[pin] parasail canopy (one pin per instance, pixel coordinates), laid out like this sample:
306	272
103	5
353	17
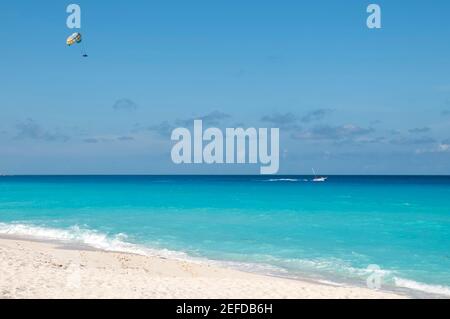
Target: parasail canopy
74	38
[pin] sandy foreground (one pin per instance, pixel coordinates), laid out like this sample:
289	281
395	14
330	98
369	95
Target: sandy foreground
31	269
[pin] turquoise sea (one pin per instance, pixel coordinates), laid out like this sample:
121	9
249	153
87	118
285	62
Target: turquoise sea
283	226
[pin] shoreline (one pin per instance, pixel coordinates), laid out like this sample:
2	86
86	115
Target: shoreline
33	268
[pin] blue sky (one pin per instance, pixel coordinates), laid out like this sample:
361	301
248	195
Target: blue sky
348	100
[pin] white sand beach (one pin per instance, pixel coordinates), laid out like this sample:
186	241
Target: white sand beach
32	269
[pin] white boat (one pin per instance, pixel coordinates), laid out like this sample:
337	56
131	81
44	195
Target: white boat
318	178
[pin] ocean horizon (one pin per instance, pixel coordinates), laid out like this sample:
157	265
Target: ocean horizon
277	225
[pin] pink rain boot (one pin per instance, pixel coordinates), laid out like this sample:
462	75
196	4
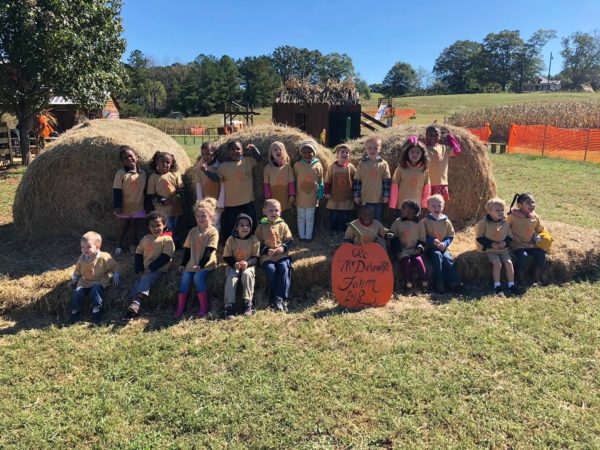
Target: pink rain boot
203	300
181	301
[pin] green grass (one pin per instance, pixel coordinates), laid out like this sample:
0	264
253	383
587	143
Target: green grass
469	373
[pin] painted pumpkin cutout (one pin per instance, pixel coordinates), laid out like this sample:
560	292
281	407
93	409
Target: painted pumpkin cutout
361	276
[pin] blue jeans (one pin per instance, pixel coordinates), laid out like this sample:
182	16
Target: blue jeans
144	282
522	254
443	266
96	292
377	210
199	279
279	276
339	218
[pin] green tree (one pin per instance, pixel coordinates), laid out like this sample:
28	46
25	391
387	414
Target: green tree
456	66
66	47
400	80
581	58
259	80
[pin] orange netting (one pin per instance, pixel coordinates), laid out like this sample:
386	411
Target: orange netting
567	143
482	133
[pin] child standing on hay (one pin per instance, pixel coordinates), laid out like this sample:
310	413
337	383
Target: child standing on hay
365	229
199	257
439	155
372	181
153	257
309	177
411	177
129	187
439	234
205	186
493	237
92	274
278	177
165	187
338	190
241	254
409	244
235	174
528	238
275	240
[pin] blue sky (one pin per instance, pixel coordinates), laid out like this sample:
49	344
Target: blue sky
374	34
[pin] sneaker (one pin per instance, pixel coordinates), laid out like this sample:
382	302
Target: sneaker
514	291
229	312
96	315
75	317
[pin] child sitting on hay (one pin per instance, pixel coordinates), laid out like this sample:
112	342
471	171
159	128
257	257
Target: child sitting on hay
128	197
275	240
338	190
241	254
408	244
92	274
278	177
207	187
372	181
493	237
153	257
309	178
165	187
235	173
199	257
439	234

**Task requirements**
Apart from the pictures, set down all the entries above exactly.

**Reply**
[pin] parasail canopy (one pin per instance, pixel coordinates), laid out like this sample:
306	272
103	5
353	17
Target: parasail canopy
74	38
[pin] sandy foreground (one pin per instance, pixel coordinates), laid out like this sample:
289	281
395	14
330	98
369	95
Target: sandy foreground
31	269
[pin] turquoise sea (one pin per instance, pixel coordinates), laid out like this sample:
121	9
249	153
87	118
285	62
Target: turquoise sea
283	226
[pin] shoreline (one pin per instance, pixel coordinates), laid out like this sample:
2	86
86	115
Target: shoreline
33	268
[pin] blue sky (one pin per instance, pixel coordinates), laid out like this sample:
361	301
248	195
Target: blue sky
348	100
[pin] white sand beach (one pin per instance, pixel coordinates), laid out like this sample:
186	241
Target: white sand beach
32	269
[pin] white boat (one pin per instance, pixel coordinates), laid out like this sample:
337	56
131	81
44	195
Target: white boat
318	178
[pin] ocean horizon (one pin per instance, pixel coordinates), laid out like this sample:
157	265
Target: ocean horizon
277	225
[pin] pink rain boot (one pin per instance, pixel coordinates), laid out like this sample:
462	75
196	4
Target: pink rain boot
203	300
181	301
[pin] green grass (one pin per instance, pixel coordinates), laid out like this sample:
0	264
253	383
587	143
Target: green grass
469	373
[pin] painted pumpkin cutout (one pin per instance, pixel coordinates), laid out like this sample:
560	292
281	407
93	409
Target: painted pumpkin cutout
361	276
[pin] blue jeans (one pin per instance, pixel coordinates), laid out like this sample:
182	16
Target: blue jeans
144	282
522	254
443	266
96	292
377	210
199	279
279	276
339	218
[pin] green tree (one pin per instance, pixel coordinates), laid out like this sample:
28	46
25	391
387	414
Target: green tree
456	66
66	47
400	80
581	58
259	80
[pin] orange netting (one pin per instance, pixel coordinates), laid out like this sample:
386	411
Target: orange netting
567	143
482	133
[pin] child standing on hay (one pin per instance, pixel coordinates), laid out like this sample:
310	413
337	383
Target: child standing on hay
365	229
199	257
439	155
372	181
153	257
309	177
411	177
129	187
439	234
205	186
493	237
92	274
278	177
165	187
338	190
241	254
409	244
235	174
528	238
275	240
[pin] blue sky (one pin per instance, pixel coordinates), laid out like this sample:
49	344
Target: blue sky
374	34
[pin] sneaker (one pin per instance, pixel coordinates), laid out like this sample:
382	302
Target: sneaker
514	291
229	312
96	315
75	317
[pin] child sitting on hay (one pin per instance, pixel coordinates), laid out like this sample:
112	342
471	171
159	128
257	257
Target: child sitting on hay
128	197
275	240
338	190
241	254
408	244
92	274
278	177
207	187
372	181
493	237
153	257
309	178
165	187
235	173
199	257
439	234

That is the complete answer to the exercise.